[DIRECTIONS FOR THIS TASK]
Lines with "front": copy each one from the listing below.

⁂

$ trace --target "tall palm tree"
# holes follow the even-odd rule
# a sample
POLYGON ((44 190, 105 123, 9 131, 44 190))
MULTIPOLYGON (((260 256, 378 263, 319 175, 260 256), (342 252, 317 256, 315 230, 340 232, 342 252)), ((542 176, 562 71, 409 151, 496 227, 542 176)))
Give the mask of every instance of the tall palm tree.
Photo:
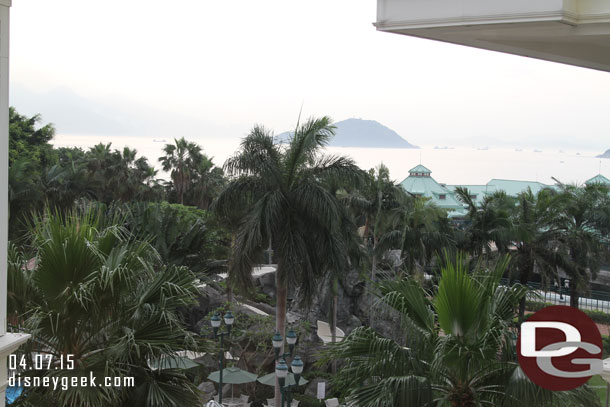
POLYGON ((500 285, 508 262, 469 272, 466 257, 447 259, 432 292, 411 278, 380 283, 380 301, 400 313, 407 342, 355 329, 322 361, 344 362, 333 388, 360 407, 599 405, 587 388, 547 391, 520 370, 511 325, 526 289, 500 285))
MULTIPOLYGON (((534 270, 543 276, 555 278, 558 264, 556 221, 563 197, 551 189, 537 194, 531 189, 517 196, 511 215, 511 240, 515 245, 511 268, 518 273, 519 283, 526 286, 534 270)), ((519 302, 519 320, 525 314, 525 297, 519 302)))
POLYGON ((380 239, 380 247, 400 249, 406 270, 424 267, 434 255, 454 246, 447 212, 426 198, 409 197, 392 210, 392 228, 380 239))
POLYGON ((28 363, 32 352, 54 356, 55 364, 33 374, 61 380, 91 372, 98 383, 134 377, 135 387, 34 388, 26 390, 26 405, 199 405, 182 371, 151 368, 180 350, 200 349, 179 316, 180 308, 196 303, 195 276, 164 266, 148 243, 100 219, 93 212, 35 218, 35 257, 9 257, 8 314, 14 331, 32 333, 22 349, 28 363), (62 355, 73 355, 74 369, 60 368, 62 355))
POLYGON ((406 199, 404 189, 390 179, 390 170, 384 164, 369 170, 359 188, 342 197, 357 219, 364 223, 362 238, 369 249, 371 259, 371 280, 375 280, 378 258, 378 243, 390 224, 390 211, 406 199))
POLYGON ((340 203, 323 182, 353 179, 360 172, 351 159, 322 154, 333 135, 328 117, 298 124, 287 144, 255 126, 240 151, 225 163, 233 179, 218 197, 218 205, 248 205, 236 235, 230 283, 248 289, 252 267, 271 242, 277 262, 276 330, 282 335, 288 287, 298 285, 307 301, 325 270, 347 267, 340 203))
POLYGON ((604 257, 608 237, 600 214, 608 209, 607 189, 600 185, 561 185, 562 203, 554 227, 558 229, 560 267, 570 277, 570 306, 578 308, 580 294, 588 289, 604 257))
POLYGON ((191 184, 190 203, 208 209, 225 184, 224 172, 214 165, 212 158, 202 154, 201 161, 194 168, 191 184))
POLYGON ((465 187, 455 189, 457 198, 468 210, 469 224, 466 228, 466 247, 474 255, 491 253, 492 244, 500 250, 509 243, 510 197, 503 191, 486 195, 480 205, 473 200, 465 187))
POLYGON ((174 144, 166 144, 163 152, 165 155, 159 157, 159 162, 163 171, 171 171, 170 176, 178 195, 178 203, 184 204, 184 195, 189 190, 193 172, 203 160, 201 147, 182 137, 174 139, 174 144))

⁂

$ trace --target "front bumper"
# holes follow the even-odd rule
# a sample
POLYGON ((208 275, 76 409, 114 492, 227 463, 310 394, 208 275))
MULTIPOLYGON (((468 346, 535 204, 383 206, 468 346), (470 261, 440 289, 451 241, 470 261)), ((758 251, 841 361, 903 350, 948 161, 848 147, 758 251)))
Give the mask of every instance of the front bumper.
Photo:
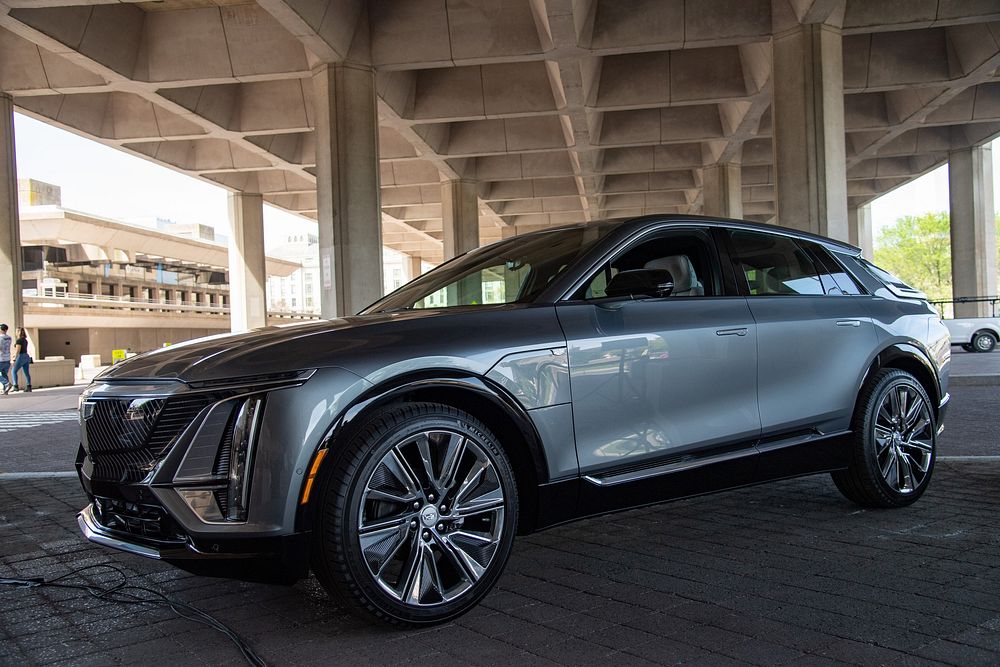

⁂

[THE COMPLETED TASK]
$ trace --target "front bumper"
Give the mask of every instance of the front bumper.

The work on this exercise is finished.